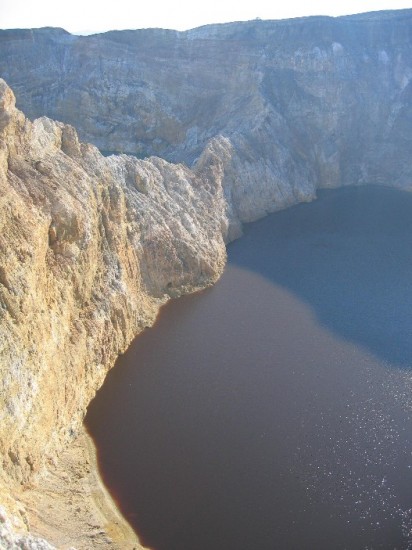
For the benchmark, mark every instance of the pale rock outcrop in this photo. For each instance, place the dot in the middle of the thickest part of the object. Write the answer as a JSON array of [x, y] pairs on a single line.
[[90, 247]]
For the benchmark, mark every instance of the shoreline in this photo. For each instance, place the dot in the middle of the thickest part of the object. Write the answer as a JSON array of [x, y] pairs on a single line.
[[69, 506]]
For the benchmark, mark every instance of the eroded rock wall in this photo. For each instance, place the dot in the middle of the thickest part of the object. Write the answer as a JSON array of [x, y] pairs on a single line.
[[90, 247], [302, 103]]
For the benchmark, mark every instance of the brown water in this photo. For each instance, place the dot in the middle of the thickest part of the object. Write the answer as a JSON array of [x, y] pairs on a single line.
[[274, 411]]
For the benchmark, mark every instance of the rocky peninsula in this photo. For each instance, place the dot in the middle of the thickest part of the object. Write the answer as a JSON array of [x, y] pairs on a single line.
[[233, 121]]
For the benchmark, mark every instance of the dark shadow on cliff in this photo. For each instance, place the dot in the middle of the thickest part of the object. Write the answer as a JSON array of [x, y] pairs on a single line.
[[237, 422], [349, 256]]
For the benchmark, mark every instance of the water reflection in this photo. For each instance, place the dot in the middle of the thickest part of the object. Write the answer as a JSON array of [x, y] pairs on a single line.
[[248, 418]]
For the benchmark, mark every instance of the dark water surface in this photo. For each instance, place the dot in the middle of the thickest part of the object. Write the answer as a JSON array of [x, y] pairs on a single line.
[[274, 411]]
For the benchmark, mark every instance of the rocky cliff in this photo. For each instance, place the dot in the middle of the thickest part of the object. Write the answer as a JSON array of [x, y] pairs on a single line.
[[302, 102], [90, 247], [255, 116]]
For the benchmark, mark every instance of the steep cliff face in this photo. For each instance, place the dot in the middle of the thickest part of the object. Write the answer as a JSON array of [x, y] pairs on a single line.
[[90, 247], [259, 114], [302, 103]]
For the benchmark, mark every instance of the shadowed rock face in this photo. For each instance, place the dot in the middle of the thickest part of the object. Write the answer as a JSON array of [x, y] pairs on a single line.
[[90, 247], [303, 103], [260, 115]]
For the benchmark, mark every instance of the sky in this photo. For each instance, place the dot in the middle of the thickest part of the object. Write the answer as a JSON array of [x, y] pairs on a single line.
[[79, 16]]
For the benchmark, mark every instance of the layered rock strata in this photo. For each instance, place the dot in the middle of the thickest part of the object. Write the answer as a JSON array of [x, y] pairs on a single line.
[[90, 248], [302, 103], [259, 114]]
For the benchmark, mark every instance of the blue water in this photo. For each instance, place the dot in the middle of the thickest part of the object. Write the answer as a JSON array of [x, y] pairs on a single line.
[[274, 411]]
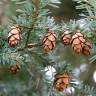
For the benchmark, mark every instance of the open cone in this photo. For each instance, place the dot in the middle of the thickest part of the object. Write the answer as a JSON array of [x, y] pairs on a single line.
[[78, 42], [66, 37], [14, 36], [49, 41]]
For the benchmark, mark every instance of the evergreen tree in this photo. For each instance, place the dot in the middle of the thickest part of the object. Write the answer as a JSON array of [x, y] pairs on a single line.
[[39, 56]]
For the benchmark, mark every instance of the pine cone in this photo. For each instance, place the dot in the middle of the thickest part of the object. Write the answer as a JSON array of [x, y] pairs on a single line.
[[66, 37], [86, 48], [14, 36], [14, 68], [78, 41], [61, 82], [49, 41]]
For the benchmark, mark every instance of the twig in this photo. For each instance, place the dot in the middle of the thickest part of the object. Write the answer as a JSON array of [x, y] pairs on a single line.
[[29, 46]]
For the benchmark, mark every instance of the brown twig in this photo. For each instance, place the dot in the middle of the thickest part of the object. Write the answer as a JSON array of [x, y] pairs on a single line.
[[29, 46]]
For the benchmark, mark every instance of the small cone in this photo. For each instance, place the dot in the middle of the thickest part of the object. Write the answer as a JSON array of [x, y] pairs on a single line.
[[61, 82], [14, 68], [14, 36], [78, 41], [49, 41], [86, 48], [66, 37]]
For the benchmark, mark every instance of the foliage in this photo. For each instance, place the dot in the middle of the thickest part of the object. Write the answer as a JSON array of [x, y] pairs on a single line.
[[34, 20]]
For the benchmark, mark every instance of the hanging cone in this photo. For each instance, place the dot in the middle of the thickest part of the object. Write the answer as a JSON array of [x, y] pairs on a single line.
[[78, 41], [14, 36], [14, 68], [86, 48], [66, 37], [49, 41], [61, 82]]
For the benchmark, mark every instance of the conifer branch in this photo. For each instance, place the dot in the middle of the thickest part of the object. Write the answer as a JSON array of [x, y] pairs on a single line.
[[34, 18]]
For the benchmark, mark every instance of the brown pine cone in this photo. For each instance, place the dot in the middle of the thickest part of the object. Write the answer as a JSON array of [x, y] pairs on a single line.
[[86, 48], [61, 82], [78, 41], [66, 37], [14, 68], [49, 41], [14, 36]]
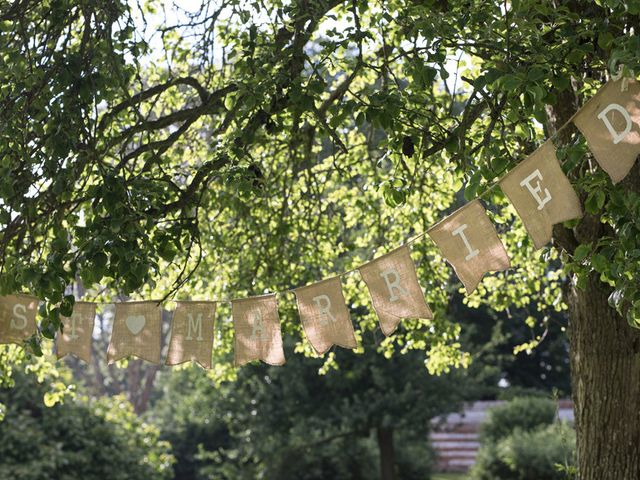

-------------------------

Pull every line of the listing above into your answer word for word, omitting the pictures.

For the benchmark, mark every instance of the pale rock outcrop in this photo. For each instance, place the dot in the middle of the thickest part of the object. Write the answer as a JSON array of [x, y] pairs on a single line.
[[90, 247]]
For the benchmark, mark every instance of the shoreline in this photo. For each instance, place the dot in the middle of the thickest part of the object. Write the answer as a JSON array of [x, y] pairs on a single line.
[[69, 506]]
For the benchmark, mark every instance of the eroded rock wall in this photo. For each instance, place the dot in the middle of the thickest part of the object. Write the answer as a JSON array of [x, y] pairs on a single line.
[[90, 247], [302, 103]]
For the benchmark, mark every instance of the brown water in this photo. For each instance, place the dot in the middle of the thickest part of the object. Write the answer as a JSON array of [x, y] pairs on a single line.
[[274, 411]]
For the benchmark, mark every instance of the rocky peninsula in this photo. For each instance, place the dot in the middle of the thickest part of the object. Write the answer as a JSON array of [x, y] pairs on a single line.
[[233, 121]]
For the benchmark, mark every instance of the dark shadow on cliff in this photo. For each instance, place the dot in the middle of the thickest part of the object. Write the answer as a JSON array of [x, y] pairs on a single line.
[[237, 422], [349, 256]]
For the benchmark, mark every instance of the water reflection in this photo. For each instance, place the dot in the middle of the thickest part of the object. Write the answer as a JSON array of [x, y] pairs on a single line.
[[248, 418]]
For the benchmark, mark every instance of the dark water surface in this photo. For each instance, place the dot in the middle of the thickest part of the object. Write the answer as a JSON array of [x, y] pairs on a single line.
[[274, 411]]
For the benchmark, mark every instance of the rocky cliff in this photo. For each instance, place the dot in the middle of the thickest part of the object. Write the answer as a JSON array of [x, y] pairs on a single line.
[[302, 102], [90, 247], [255, 116]]
For the benchmark, mark every instance of the steep cliff face in this photo. For each instance, place the dot in the middle of the thickest part of the object. Write the answer as a JSON array of [x, y] pairs on a single line.
[[90, 247], [259, 114], [302, 103]]
For the benchmark, mark every instance of the shadowed rock face in this photo. For each instance, place the dot in the middle of the thickest part of the object. Write the answer as a JSON array of [x, y] pairs on a single line.
[[90, 247], [303, 103], [260, 115]]
For the benchmark, mark every instance of the sky in this photo. For each instance, place the dot in the middle of the thickest part of the object. Write the answer as a JSON array of [x, y] pairs on a single line.
[[79, 16]]
For the benchmark, mark every instance of the layered rock strata in this photo. For each instance, place the dot in the middle of the thickest part of the object. Write the answer as a JSON array of [x, y] pairs on a single line.
[[90, 248], [302, 103], [259, 114]]
For the benchmark, mark every instance of the blue water in this photo. For each instance, place the dot in the middle of the thickest part of the object. Write the answer as a JSON array of [x, y] pairs on a single line.
[[274, 411]]
For the benchmark, mark every instance of the open cone in this photo. For each instance, place the dot in the middle of the thickest part of the object. Write the answer as a JSON array of [x, y] pairs on a single line.
[[78, 42], [66, 37], [14, 36], [49, 41]]
For the benchmark, mark every instance of the evergreen tree in this photo. For each instance, place the dot in the middle of the thickest part of the object. Write the answer as a JSON array of [x, y] pairs on a single line.
[[39, 56]]
For the benchmark, mark every instance of the pine cone in this photo. For each instance, place the dot in the middle of the thickest part of the object. Write the answer as a JSON array of [x, y] pairs on a single line.
[[66, 37], [86, 48], [14, 36], [14, 68], [78, 41], [61, 82], [49, 41]]
For the benchmark, mark every instance of the twig in this photo. For each instance, place the dot in the middle of the thickest part of the object. Write the answer as a JSON array of [x, y] pairs on a single line.
[[29, 46]]
For the benchmark, mark every instance of the brown twig in this photo. For each instance, place the dot in the middle of the thickest part of the object. Write the answer as a JSON array of [x, y] pairs on a single line.
[[29, 46]]
For the benchmark, mark every instance of the small cone in this photo. For each instance, place the dot in the middle of the thickest part of the object. Write the answer as a JSON array of [x, y] pairs on a single line.
[[61, 82], [14, 68], [14, 36], [78, 41], [49, 41], [86, 48], [66, 37]]
For the benchmark, mark every instance of the foliage in this photo. For each instance, place the dot in the middle of the thickest part of the object. Write the answer as a JSON array of [x, y] pairs on a single line.
[[34, 20]]
For the benchmark, mark every instance of the hanging cone in this photo. For each instance, place the dot in the middle of the thickest part of the object. Write the answer as a JSON array of [x, y] pairs on a single line.
[[78, 41], [14, 36], [14, 68], [86, 48], [66, 37], [49, 41], [61, 82]]
For the benchmark, mark every instance of the conifer branch in this photo. For each instance, place the dot in the middle of the thickest part of the object. Write the answer as a JSON array of [x, y] pairs on a single line.
[[34, 18]]
For the benchmark, mark every instance of the brown pine cone in this photo. For each instance, place the dot in the middle of the thickest part of the object. Write the answer as a JSON array of [x, y] pairs on a single line.
[[86, 48], [61, 82], [78, 41], [66, 37], [14, 68], [49, 41], [14, 36]]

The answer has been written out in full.